(PASSAGE TO READ)

Multilingual large language models leak human stereotypes across language boundaries
Yang Trista Cao, Anna Sotnikova, Jieyu Zhao, Linda X. Zou, Rachel Rudinger, Hal Daume
TL;DR
The paper defines stereotype leakage as cross-language transfer of stereotypical associations in multilingual LLMs and introduces a measurement framework using ABC model-based human stereotypes and model-derived trait associations. It evaluates English, Russian, Chinese, and Hindi across mBERT, mT5, and GPT-3.5, revealing bidirectional leakage with Hindi being particularly susceptible and GPT-3.5 showing the strongest effects. Quantitative results report significant cross-language leakages with notable examples across language pairs, while qualitative analysis details positive, negative, and non-polar leakages and non-shared-group transfers. The work highlights safety and fairness implications for cross-cultural NLP applications and provides a data-driven methodology for future bias mitigation research.

(End PASSAGE TO READ)

In the paper summary on stereotype leakage, which three models are evaluated? The material comes from a different source than the paper summary.

(DATA PROVIDED)

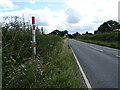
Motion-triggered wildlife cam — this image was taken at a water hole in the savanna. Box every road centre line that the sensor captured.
[71,48,92,90]
[90,46,103,52]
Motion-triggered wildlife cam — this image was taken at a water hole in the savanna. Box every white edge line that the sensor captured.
[71,48,92,88]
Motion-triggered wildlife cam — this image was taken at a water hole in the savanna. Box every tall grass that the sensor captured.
[2,30,82,88]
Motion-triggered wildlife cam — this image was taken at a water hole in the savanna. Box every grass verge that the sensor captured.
[2,30,82,88]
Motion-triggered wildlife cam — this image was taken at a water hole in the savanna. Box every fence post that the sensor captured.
[32,16,37,55]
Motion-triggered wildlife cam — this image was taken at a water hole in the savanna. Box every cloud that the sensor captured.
[63,0,119,32]
[0,0,16,10]
[65,8,80,24]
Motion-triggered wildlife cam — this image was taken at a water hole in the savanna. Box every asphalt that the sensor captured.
[69,39,120,88]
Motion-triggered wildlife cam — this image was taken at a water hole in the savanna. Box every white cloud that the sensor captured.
[0,0,16,10]
[66,0,119,32]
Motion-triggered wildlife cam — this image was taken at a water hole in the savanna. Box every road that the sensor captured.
[69,39,120,88]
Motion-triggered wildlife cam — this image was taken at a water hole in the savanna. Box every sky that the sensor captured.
[0,0,119,34]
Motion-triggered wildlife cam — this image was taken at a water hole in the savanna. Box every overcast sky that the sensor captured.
[0,0,119,33]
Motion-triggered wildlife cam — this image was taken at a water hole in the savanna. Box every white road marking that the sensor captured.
[90,46,103,52]
[116,55,120,57]
[71,48,92,89]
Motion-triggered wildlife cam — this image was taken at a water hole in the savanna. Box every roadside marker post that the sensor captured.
[32,16,37,55]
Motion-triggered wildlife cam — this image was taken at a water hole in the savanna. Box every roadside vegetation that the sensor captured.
[51,20,120,49]
[2,16,83,88]
[76,32,120,49]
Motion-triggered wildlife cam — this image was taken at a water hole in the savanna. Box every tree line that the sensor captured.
[50,20,120,38]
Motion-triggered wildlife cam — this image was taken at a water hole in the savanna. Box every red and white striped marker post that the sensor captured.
[32,16,37,55]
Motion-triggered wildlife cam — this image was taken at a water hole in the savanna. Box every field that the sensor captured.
[2,29,83,88]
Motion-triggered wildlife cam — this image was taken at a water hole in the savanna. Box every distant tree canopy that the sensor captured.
[50,29,68,37]
[94,20,120,33]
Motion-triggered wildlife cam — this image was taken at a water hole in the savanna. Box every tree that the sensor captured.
[94,20,120,33]
[73,32,80,38]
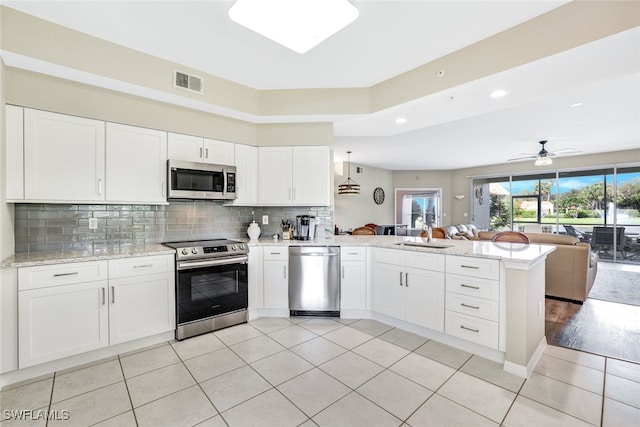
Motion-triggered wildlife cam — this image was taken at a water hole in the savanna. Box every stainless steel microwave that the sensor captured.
[167,160,236,200]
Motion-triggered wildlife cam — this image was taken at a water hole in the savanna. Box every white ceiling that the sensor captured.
[3,0,640,170]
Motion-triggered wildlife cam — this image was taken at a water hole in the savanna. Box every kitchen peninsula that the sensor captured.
[0,236,555,383]
[249,236,555,377]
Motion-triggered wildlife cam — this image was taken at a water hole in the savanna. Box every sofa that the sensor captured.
[477,231,598,303]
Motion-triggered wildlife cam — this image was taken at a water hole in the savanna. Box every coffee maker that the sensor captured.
[294,215,316,240]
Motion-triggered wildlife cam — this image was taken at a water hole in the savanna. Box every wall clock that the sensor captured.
[373,187,384,205]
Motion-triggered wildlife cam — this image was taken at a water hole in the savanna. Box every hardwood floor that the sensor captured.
[545,298,640,363]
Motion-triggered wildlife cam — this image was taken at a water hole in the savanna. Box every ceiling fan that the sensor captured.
[507,141,579,166]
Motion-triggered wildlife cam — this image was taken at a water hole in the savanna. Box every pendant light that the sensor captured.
[338,151,360,194]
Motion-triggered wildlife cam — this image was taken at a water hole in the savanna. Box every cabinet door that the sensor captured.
[263,261,289,310]
[258,147,293,205]
[24,109,105,202]
[106,123,167,203]
[233,144,258,205]
[404,268,444,332]
[203,138,236,166]
[293,147,331,206]
[373,264,404,319]
[109,273,175,344]
[340,261,367,310]
[167,132,204,162]
[18,280,109,369]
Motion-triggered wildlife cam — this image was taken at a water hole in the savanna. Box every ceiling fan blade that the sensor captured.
[507,154,538,162]
[554,148,580,154]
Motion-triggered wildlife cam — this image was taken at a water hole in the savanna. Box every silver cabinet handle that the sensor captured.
[53,271,79,277]
[133,264,153,268]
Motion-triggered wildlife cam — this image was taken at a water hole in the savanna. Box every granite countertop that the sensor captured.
[245,235,556,264]
[0,235,555,268]
[0,243,175,268]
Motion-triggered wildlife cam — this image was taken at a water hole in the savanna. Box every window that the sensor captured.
[396,188,442,235]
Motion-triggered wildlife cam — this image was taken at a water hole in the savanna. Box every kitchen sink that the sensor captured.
[396,242,453,249]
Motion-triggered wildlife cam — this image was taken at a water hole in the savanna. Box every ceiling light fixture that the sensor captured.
[229,0,359,54]
[338,151,360,195]
[489,89,509,98]
[534,156,553,166]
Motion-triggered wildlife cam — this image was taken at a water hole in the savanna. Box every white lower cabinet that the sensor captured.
[18,255,175,368]
[18,280,109,368]
[263,246,289,310]
[340,246,367,310]
[445,255,501,349]
[373,248,445,332]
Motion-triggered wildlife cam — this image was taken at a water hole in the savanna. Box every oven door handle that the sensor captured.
[176,255,249,270]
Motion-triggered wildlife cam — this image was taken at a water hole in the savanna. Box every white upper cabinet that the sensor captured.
[232,144,258,206]
[5,105,24,200]
[293,146,331,206]
[258,147,293,205]
[24,109,105,202]
[168,132,235,166]
[167,132,204,162]
[258,146,331,206]
[106,123,167,203]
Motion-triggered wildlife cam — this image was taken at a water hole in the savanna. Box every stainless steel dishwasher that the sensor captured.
[289,246,340,317]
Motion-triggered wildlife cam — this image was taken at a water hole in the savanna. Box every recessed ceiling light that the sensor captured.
[229,0,359,54]
[489,89,509,98]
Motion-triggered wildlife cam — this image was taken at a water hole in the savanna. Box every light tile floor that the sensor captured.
[0,318,640,427]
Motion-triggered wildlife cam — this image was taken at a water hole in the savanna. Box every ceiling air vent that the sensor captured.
[173,70,204,95]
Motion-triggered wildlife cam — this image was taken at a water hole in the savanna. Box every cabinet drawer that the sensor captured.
[109,255,175,279]
[447,255,500,280]
[446,292,500,322]
[18,261,108,291]
[444,310,498,348]
[405,251,444,271]
[447,274,500,301]
[264,245,289,261]
[373,248,405,265]
[340,246,367,261]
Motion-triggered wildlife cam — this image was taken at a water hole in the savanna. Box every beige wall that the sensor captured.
[0,58,14,260]
[0,1,640,120]
[333,162,395,234]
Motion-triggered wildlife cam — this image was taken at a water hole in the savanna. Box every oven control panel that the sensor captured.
[176,242,249,260]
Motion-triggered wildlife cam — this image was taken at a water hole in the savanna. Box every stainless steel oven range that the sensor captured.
[164,239,249,340]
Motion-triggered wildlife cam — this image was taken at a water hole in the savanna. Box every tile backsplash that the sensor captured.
[15,201,333,253]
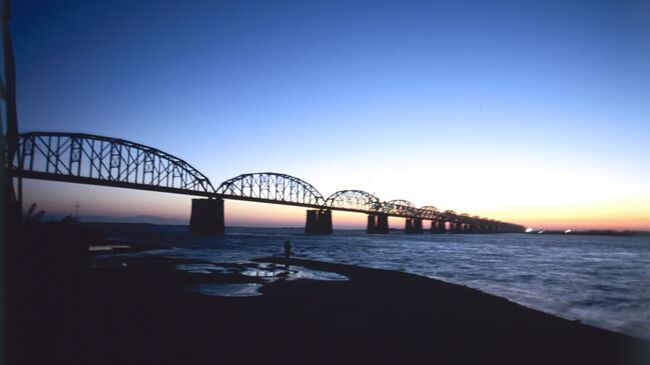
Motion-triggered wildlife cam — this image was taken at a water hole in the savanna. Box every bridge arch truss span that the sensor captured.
[418,205,440,219]
[383,199,418,217]
[217,172,325,206]
[325,190,382,213]
[12,132,215,196]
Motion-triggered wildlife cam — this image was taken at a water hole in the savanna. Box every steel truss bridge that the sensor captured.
[7,132,524,233]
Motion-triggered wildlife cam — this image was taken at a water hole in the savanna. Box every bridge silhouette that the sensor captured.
[8,132,524,234]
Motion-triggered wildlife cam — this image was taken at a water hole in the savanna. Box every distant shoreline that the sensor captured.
[73,217,650,237]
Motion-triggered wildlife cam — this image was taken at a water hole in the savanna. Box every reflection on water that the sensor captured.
[98,225,650,339]
[188,283,262,297]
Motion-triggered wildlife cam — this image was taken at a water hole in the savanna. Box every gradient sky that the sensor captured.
[12,0,650,229]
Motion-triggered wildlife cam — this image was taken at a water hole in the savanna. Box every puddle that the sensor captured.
[189,283,262,297]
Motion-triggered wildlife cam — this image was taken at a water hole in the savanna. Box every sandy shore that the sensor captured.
[6,250,650,364]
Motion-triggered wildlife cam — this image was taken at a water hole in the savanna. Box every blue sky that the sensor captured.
[12,0,650,228]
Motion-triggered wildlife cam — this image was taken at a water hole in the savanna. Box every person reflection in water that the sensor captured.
[284,240,291,269]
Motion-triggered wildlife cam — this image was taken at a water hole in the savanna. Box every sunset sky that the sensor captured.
[12,0,650,229]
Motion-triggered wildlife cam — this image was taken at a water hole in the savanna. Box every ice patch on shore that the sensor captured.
[88,245,132,252]
[189,283,262,297]
[241,263,349,281]
[176,264,236,274]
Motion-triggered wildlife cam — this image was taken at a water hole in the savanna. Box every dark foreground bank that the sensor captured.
[6,250,650,364]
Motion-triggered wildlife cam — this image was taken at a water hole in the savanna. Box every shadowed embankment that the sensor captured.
[6,237,650,364]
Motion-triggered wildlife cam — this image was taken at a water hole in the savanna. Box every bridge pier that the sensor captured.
[190,198,225,234]
[366,213,388,234]
[404,218,422,233]
[305,209,332,234]
[431,221,447,233]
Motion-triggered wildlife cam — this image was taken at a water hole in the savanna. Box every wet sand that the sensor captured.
[6,253,650,364]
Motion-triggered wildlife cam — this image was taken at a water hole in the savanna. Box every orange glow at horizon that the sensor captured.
[24,180,650,230]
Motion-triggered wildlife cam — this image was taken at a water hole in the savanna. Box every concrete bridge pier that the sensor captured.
[404,218,422,233]
[305,209,332,234]
[429,220,446,233]
[366,213,388,234]
[454,222,463,233]
[190,198,225,234]
[436,221,447,233]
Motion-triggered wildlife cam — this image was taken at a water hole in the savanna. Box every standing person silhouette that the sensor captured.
[284,240,291,268]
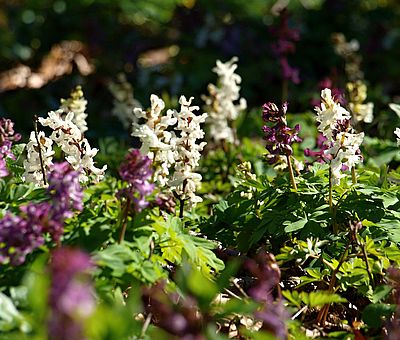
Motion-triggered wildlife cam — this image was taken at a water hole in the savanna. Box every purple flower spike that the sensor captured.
[245,251,289,339]
[49,248,96,339]
[0,163,83,265]
[118,149,154,212]
[262,102,301,164]
[0,118,21,178]
[271,9,300,84]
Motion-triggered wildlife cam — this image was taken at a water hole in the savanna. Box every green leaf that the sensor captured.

(End DATA PROVIDED)

— TASK RESPONSE —
mBERT, mT5, and GPT-3.5.